• OBJECTIVE:
Type out the data exactly as given. Skip any image.

[Pointing and labeling entries]
....
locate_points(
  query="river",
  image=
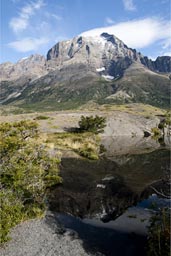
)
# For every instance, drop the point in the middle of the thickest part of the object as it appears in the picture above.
(108, 202)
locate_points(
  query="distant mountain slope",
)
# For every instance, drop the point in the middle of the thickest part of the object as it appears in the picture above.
(100, 68)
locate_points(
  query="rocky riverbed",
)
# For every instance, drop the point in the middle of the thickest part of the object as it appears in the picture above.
(43, 237)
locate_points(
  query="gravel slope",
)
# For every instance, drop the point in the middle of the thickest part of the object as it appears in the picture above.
(43, 237)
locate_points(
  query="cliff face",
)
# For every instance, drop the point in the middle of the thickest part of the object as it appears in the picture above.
(100, 68)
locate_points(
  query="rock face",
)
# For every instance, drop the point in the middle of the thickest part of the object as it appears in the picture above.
(99, 68)
(33, 66)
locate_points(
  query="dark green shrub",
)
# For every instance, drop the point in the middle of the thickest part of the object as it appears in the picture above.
(159, 234)
(26, 171)
(92, 124)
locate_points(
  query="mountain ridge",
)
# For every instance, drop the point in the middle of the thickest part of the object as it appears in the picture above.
(83, 69)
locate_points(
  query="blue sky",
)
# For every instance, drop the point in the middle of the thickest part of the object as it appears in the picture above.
(34, 26)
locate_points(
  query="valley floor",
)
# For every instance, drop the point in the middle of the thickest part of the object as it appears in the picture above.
(42, 237)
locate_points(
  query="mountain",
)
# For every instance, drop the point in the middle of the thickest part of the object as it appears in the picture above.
(100, 68)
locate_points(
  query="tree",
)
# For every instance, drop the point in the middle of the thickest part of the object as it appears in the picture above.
(92, 124)
(26, 171)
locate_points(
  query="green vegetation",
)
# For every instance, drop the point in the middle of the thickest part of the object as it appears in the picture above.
(92, 124)
(83, 140)
(41, 117)
(159, 234)
(156, 131)
(27, 170)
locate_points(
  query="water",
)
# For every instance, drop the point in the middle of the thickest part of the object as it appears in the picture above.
(108, 202)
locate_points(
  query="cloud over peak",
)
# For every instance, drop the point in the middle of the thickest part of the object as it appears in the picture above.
(129, 5)
(20, 23)
(137, 33)
(28, 44)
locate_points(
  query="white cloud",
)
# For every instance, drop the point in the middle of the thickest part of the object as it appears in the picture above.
(129, 5)
(56, 17)
(20, 23)
(137, 33)
(109, 21)
(28, 44)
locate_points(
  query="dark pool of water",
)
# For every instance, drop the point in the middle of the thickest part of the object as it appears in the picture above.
(106, 203)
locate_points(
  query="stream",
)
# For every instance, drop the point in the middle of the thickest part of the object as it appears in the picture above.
(109, 202)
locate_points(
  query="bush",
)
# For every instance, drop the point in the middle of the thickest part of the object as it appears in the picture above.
(92, 124)
(159, 234)
(26, 171)
(156, 131)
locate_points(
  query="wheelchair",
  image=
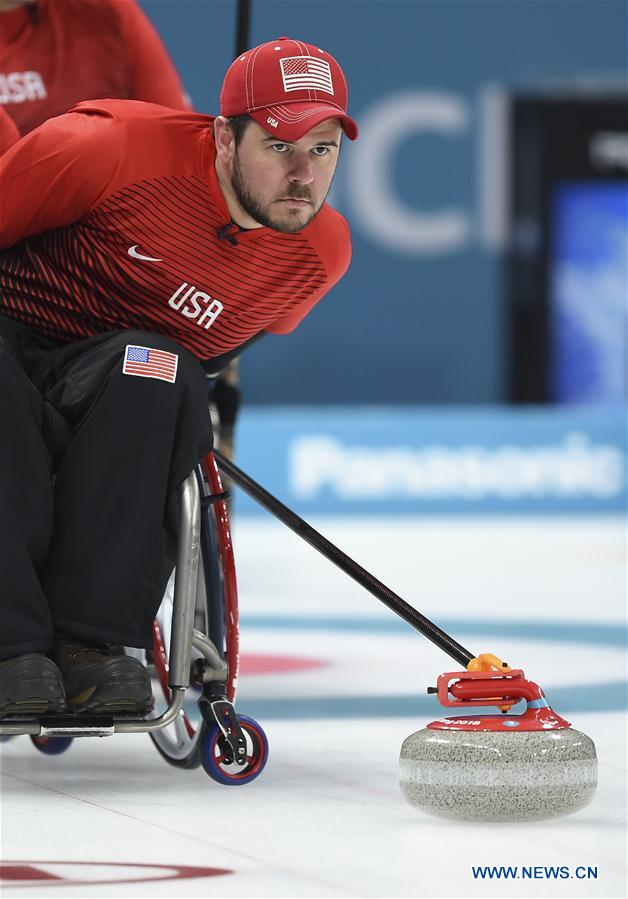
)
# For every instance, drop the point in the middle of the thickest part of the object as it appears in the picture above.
(195, 653)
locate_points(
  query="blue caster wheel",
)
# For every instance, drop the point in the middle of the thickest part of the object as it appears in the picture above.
(220, 768)
(52, 745)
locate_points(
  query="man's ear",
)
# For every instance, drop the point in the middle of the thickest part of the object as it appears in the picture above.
(225, 140)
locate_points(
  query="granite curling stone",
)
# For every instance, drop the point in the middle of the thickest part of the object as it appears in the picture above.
(488, 776)
(521, 767)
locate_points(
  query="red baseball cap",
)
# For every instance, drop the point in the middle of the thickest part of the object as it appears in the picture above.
(288, 87)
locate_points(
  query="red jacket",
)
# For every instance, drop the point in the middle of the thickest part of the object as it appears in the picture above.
(113, 218)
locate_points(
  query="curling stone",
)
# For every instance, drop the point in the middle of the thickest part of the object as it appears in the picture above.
(520, 767)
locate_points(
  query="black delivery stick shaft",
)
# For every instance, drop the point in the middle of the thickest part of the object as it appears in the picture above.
(344, 562)
(243, 21)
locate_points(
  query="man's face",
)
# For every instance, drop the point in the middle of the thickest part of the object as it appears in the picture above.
(283, 185)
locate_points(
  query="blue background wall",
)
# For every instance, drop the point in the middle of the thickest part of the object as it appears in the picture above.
(420, 316)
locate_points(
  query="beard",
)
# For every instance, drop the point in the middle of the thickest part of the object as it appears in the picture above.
(261, 212)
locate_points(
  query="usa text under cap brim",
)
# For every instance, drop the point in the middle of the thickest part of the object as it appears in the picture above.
(290, 121)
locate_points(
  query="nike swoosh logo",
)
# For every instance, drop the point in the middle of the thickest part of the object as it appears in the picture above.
(133, 252)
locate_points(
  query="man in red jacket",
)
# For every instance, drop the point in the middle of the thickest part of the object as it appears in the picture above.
(141, 245)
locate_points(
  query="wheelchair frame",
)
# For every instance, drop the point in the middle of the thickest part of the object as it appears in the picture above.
....
• EXERCISE ANSWER:
locate_points(
  query="river",
  image=
)
# For every instance, drop the point in the middle of the thickest part of the object as it appears in the picture above.
(108, 202)
locate_points(
  query="distant mountain slope",
)
# For every instance, drop the point in the middle of the thickest part of the object as it appears in the picture above.
(100, 68)
locate_points(
  query="rocky riverbed",
)
# For every instance, drop the point in the middle of the thickest part of the object as it appears in the picture above.
(43, 237)
locate_points(
  query="gravel slope",
)
# For every instance, drop the point in the middle of the thickest part of the object as it appears in the picture above.
(43, 237)
locate_points(
  query="cliff face",
)
# For every instance, drop the point in the middle of the thickest part of the object as it appears in the picture above.
(100, 68)
locate_points(
  query="rock face",
)
# For every instance, drop the point in the middle of the thickest part of the object as it appears in the picture above.
(99, 68)
(33, 66)
locate_points(
  query="dark green shrub",
)
# For every instance, drop the point in the middle of the thickest part of the object as it appears in the picture above.
(159, 234)
(26, 171)
(92, 124)
locate_points(
  query="mountain ridge",
)
# For every instance, drop the point in the middle of the thickest part of the object as it appears in the picture above.
(83, 69)
locate_points(
  query="blue sky",
)
# For every instance, drop the point in the middle of the thickest part of the object as it appears in the picture above.
(34, 26)
locate_points(
  query="valley floor",
)
# For every instance, drop the point in the middle of the thickest part of the object as it appears in the picture above.
(42, 237)
locate_points(
  query="mountain",
)
# For every instance, drop the point in the middle of the thickest part of the object as it appears in the picture above.
(100, 68)
locate_points(
  query="tree",
)
# For every instance, drop the point in the middle of the thickest part of the object as it appears in the picture above.
(92, 124)
(26, 171)
locate_points(
  query="green vegetation",
)
# For every instance, drop the point in the middle of the thickest part of the object as it appears in the picture above.
(92, 124)
(83, 140)
(41, 117)
(159, 234)
(156, 131)
(27, 170)
locate_points(
  query="water",
)
# For every instance, drop the point in the middle of the thickest part of the object as it appears in the picture above.
(108, 202)
locate_points(
  query="cloud over peak",
)
# For every instance, drop the point in the middle of the thickest part of the object as it appears in the picture above.
(129, 5)
(20, 23)
(137, 33)
(28, 44)
locate_points(
  query="white cloud",
)
# For every instance, drop the point in the middle of the thickest part of the object as it appears in the picture above.
(129, 5)
(56, 17)
(20, 23)
(137, 33)
(109, 21)
(28, 44)
locate_points(
  query="dark pool of water",
)
# For every instance, drop the point in the middle of the thickest part of the object as it appears in the picture above.
(106, 203)
locate_points(
  query="stream",
)
# For every instance, drop the point in the middle of the thickest part of the object as it appears in the picture above.
(109, 202)
locate_points(
  query="bush",
)
# For every instance, drop the point in the middle of the thickest part of the object as it appears in the picture above.
(92, 124)
(159, 234)
(26, 171)
(156, 131)
locate_points(
  query="wheelchair",
  image=
)
# For every instance, drop the point in the middle of the thickest part of the object as it appears in the picture above.
(195, 653)
locate_points(
  query="blue caster wheel",
)
# For every instance, drop the point in the middle of the thickest part of the object as it appears in the picture above.
(220, 768)
(52, 745)
locate_points(
  query="man's ear",
)
# For every instance, drop the point in the middle of the thickest part of the object as it appears in the picture above.
(225, 140)
locate_points(
  query="granite curling stone",
)
# For every instance, drop the point in the middle of the thickest part of the object as it appears in the picture above.
(488, 776)
(521, 767)
locate_points(
  query="red baseball cap",
)
# For every instance, drop the point in the middle of the thickest part of the object as it appears in the picture above.
(288, 87)
locate_points(
  query="red jacket",
)
# For every instance, drop the point in the middle of the thickest part of the object as it appears in the picture above.
(113, 218)
locate_points(
  query="curling stone",
)
# For every instance, drop the point in the middle of the thickest part of the object as it appears in the picture above.
(520, 767)
locate_points(
  query="black delivery stick shaft",
)
# For every instance, drop the point in the middle of the thickest part of the object as it appears in the picture above.
(344, 562)
(243, 21)
locate_points(
  query="man's face",
)
# For every instance, drop the point in the middle of the thickest part of the object as it appears in the picture above.
(283, 185)
locate_points(
  query="blue background wall",
)
# For every instance, drop the point in the middle of the thickest part of the object as it appears in the picture above.
(420, 316)
locate_points(
  query="beard",
)
# For every instance, drop the point in the middle of the thickest part of the object as it appears in the picture above.
(261, 212)
locate_points(
  query="usa text under cap brim",
)
# For every instance, drop the point in the middle of the thickest part of the object as it appears in the picture above.
(290, 121)
locate_points(
  query="nike swoosh logo",
)
# For every instance, drop the point in the middle of the thickest part of the object as it appears in the picture above.
(133, 252)
locate_points(
  query="man in red jacket",
)
# For every instance, drop the point in the middle of the thickest part of the object as it appears in the picture above.
(141, 245)
locate_points(
  query="wheelchair frame",
)
# For every instance, drop the point in the middle of the thickest part of the object as it appears in the picture above.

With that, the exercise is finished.